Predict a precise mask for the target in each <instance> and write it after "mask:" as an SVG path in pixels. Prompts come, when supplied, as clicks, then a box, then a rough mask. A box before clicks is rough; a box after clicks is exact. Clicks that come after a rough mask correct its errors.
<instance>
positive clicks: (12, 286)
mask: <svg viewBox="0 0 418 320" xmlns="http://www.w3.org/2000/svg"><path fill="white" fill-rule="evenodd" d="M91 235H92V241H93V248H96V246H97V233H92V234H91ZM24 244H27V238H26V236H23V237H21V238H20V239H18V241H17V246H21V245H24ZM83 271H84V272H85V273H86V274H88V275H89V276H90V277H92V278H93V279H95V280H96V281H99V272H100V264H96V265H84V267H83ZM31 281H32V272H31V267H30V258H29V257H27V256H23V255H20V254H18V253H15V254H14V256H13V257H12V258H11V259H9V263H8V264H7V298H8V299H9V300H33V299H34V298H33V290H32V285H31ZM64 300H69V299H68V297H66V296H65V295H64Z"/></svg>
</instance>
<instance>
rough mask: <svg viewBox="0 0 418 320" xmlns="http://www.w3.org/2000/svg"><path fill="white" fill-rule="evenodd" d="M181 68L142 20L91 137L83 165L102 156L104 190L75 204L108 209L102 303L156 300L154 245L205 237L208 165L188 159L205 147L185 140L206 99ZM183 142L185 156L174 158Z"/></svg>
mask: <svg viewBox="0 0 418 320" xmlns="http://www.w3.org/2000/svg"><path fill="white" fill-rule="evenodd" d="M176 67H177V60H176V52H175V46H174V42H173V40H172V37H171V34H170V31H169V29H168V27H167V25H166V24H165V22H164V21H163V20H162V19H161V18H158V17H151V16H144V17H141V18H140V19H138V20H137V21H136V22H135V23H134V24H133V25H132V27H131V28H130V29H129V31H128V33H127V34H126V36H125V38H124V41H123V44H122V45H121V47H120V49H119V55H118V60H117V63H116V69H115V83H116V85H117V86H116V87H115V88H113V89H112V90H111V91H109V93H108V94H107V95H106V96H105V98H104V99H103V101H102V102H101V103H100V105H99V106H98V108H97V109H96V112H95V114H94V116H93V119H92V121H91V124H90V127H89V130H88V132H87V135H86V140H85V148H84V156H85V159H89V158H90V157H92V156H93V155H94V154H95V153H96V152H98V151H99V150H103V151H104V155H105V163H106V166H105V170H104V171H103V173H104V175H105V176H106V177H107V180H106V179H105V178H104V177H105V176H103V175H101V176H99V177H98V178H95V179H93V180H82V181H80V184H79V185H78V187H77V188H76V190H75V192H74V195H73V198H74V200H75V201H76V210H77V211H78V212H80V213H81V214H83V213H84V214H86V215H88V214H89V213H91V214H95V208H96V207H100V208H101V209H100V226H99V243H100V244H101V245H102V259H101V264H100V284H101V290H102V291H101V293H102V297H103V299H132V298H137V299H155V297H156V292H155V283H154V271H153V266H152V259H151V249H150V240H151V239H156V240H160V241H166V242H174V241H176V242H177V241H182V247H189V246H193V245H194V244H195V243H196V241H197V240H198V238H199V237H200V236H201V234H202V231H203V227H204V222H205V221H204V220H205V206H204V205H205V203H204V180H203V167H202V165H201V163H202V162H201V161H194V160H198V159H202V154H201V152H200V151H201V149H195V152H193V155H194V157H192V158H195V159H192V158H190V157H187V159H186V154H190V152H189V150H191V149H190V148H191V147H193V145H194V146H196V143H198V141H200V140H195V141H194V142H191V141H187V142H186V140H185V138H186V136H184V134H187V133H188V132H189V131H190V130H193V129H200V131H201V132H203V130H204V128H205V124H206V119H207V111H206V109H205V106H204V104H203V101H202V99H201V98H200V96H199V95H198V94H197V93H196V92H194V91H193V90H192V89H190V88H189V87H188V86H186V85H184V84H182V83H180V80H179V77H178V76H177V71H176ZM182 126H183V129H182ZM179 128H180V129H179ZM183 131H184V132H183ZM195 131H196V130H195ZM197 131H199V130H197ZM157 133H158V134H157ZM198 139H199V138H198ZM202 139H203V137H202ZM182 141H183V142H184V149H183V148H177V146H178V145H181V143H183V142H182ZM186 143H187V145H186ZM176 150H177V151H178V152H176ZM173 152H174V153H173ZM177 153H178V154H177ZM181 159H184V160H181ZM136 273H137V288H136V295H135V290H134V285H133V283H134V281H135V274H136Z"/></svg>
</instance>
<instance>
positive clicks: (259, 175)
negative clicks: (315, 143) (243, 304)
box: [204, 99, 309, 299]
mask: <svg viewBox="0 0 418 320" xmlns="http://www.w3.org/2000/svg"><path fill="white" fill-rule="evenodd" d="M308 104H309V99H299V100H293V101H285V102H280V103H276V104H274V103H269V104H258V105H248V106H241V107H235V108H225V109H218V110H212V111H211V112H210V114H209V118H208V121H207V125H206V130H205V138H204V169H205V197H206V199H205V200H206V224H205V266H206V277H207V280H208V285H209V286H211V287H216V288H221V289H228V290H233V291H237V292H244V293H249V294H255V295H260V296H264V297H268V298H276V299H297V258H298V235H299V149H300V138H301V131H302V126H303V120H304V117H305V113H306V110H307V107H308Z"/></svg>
▬▬▬▬▬▬▬▬▬▬
* _WHAT TO WORK ON_:
Put the lines above into a JSON list of strings, with one string for each line and no blank lines.

* _EXERCISE SOLUTION_:
[
  "Predict a precise mask for the target in each <instance> and write it after \"mask:\" as an SVG path in pixels. Prompts come, when supplied, as clicks, then a box, then a rough mask. A box before clicks is rough; a box after clicks is exact. Clicks that come after a rough mask correct its errors.",
  "<instance>",
  "positive clicks: (12, 286)",
  "mask: <svg viewBox=\"0 0 418 320\" xmlns=\"http://www.w3.org/2000/svg\"><path fill=\"white\" fill-rule=\"evenodd\" d=\"M91 235H92V241H93V248H96V246H97V233H92V234H91ZM24 244H27V238H26V236H23V237H21V238H20V239H18V241H17V246H21V245H24ZM83 271H84V272H85V273H86V274H88V275H89V276H90V277H92V278H93V279H95V280H96V281H99V272H100V264H96V265H84V267H83ZM31 281H32V272H31V267H30V258H29V257H27V256H23V255H20V254H18V253H15V254H14V256H13V257H12V258H11V259H9V263H8V264H7V298H8V299H9V300H33V299H34V298H33V290H32V285H31ZM64 300H69V299H68V297H66V296H65V295H64Z\"/></svg>",
  "</instance>",
  "<instance>",
  "rough mask: <svg viewBox=\"0 0 418 320\" xmlns=\"http://www.w3.org/2000/svg\"><path fill=\"white\" fill-rule=\"evenodd\" d=\"M181 68L142 20L91 137L83 165L102 156L104 190L75 204L108 209L102 303L156 300L154 245L205 237L208 165L188 159L205 147L185 140L206 99ZM183 142L185 156L174 158Z\"/></svg>",
  "mask: <svg viewBox=\"0 0 418 320\" xmlns=\"http://www.w3.org/2000/svg\"><path fill=\"white\" fill-rule=\"evenodd\" d=\"M176 67H177V60H176V52H175V46H174V42H173V40H172V37H171V34H170V31H169V29H168V27H167V25H166V24H165V22H164V21H163V20H162V19H161V18H158V17H151V16H144V17H141V18H140V19H138V20H137V21H136V22H135V23H134V24H133V25H132V27H131V28H130V29H129V31H128V33H127V34H126V36H125V38H124V41H123V44H122V45H121V47H120V49H119V55H118V60H117V63H116V69H115V83H116V85H117V86H116V87H115V88H113V89H112V90H111V91H109V93H108V94H107V95H106V96H105V98H104V99H103V101H102V102H101V103H100V105H99V106H98V108H97V109H96V112H95V114H94V116H93V119H92V121H91V124H90V127H89V130H88V132H87V135H86V140H85V148H84V156H85V159H89V158H90V157H92V156H93V155H94V154H95V153H96V152H98V151H99V150H103V151H104V155H105V163H106V166H105V170H104V171H103V173H104V175H105V176H106V177H107V180H106V179H105V178H104V177H105V176H103V175H101V176H99V177H98V178H95V179H93V180H82V181H80V184H79V185H78V187H77V188H76V190H75V192H74V195H73V198H74V200H75V201H76V210H77V211H78V212H80V213H81V214H83V213H84V214H86V215H88V214H89V213H91V214H95V208H96V207H100V208H101V209H100V226H99V243H100V244H101V245H102V259H101V264H100V284H101V290H102V291H101V293H102V297H103V299H132V298H137V299H155V297H156V292H155V283H154V271H153V266H152V259H151V249H150V240H151V239H156V240H160V241H166V242H174V241H176V242H177V241H182V247H189V246H193V245H194V244H195V243H196V241H197V240H198V238H199V237H200V236H201V234H202V231H203V227H204V222H205V221H204V220H205V206H204V205H205V203H204V180H203V167H202V165H201V163H202V162H201V161H194V160H198V159H202V154H201V152H200V151H201V149H195V152H193V155H194V157H192V158H195V159H192V158H190V157H187V159H186V154H190V152H189V150H191V149H190V148H191V147H193V145H194V146H196V143H198V141H200V140H195V141H194V142H191V141H187V142H186V140H185V138H186V136H184V134H187V133H188V132H189V131H190V130H193V129H200V131H201V132H203V130H204V128H205V124H206V119H207V111H206V109H205V106H204V104H203V101H202V99H201V98H200V96H199V95H198V94H197V93H196V92H194V91H193V90H192V89H190V88H189V87H188V86H186V85H184V84H182V83H180V80H179V77H178V76H177V71H176ZM182 126H183V129H182ZM179 128H180V129H179ZM183 131H184V132H183ZM195 131H196V130H195ZM197 131H199V130H197ZM157 133H158V134H157ZM198 139H199V138H198ZM202 139H203V137H202ZM182 141H183V142H184V149H183V148H177V146H178V145H181V143H183V142H182ZM186 143H187V145H186ZM176 150H177V151H178V152H176ZM173 152H174V153H173ZM177 153H178V154H177ZM181 159H184V160H181ZM136 273H137V288H136V295H135V290H134V285H133V283H134V281H135V274H136Z\"/></svg>",
  "</instance>",
  "<instance>",
  "positive clicks: (259, 175)",
  "negative clicks: (315, 143) (243, 304)",
  "box: [204, 99, 309, 299]",
  "mask: <svg viewBox=\"0 0 418 320\" xmlns=\"http://www.w3.org/2000/svg\"><path fill=\"white\" fill-rule=\"evenodd\" d=\"M308 104H309V99H299V100H293V101H285V102H280V103H276V104H274V103H269V104H258V105H248V106H241V107H235V108H225V109H218V110H212V111H211V112H210V114H209V118H208V121H207V125H206V130H205V138H204V169H205V197H206V199H205V200H206V224H205V266H206V277H207V280H208V285H209V286H211V287H216V288H221V289H228V290H233V291H237V292H244V293H249V294H255V295H260V296H264V297H268V298H276V299H297V258H298V235H299V149H300V138H301V131H302V126H303V120H304V117H305V113H306V110H307V107H308Z\"/></svg>"
]